▸ **TASK DIRECTIONS**: Please read the records below and return each line holding the string "upper".

Dataset entries
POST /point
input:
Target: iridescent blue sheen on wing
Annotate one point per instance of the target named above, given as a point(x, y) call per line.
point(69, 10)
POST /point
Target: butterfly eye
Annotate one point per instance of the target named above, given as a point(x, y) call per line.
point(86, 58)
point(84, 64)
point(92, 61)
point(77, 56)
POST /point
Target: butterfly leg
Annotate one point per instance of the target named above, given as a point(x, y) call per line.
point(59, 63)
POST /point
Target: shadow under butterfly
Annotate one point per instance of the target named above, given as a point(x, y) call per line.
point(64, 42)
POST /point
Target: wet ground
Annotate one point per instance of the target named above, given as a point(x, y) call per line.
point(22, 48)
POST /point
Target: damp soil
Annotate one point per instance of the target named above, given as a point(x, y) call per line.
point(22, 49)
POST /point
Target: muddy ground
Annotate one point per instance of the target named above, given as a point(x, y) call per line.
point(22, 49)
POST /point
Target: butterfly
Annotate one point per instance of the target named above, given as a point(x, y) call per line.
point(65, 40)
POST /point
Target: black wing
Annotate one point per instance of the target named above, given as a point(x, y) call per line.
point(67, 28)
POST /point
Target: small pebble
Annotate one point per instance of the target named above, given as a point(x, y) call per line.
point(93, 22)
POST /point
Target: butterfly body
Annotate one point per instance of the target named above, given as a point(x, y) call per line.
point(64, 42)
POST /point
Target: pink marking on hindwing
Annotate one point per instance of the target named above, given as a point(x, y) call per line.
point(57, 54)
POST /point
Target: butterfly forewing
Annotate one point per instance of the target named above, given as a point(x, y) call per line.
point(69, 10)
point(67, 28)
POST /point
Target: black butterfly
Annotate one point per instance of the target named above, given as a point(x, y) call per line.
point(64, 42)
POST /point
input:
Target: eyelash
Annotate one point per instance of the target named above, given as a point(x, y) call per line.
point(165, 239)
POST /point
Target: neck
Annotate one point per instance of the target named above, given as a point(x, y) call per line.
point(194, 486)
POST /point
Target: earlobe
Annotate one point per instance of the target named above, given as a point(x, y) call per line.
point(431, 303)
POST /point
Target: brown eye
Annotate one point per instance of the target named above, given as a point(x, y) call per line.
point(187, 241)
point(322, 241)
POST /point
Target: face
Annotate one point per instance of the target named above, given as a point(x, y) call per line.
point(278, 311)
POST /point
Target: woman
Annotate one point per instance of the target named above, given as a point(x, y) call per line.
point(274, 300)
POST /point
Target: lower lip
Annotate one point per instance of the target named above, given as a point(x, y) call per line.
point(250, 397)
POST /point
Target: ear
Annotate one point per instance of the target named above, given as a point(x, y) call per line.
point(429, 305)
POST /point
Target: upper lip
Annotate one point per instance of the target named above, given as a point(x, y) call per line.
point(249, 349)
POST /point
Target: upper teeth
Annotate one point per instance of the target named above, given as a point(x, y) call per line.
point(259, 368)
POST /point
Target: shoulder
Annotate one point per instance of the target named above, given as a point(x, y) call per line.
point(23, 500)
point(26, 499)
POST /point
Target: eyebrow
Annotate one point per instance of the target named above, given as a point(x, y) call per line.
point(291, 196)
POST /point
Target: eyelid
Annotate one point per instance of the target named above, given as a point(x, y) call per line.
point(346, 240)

▸ **REPLY**:
Target: upper lip
Target: upper teeth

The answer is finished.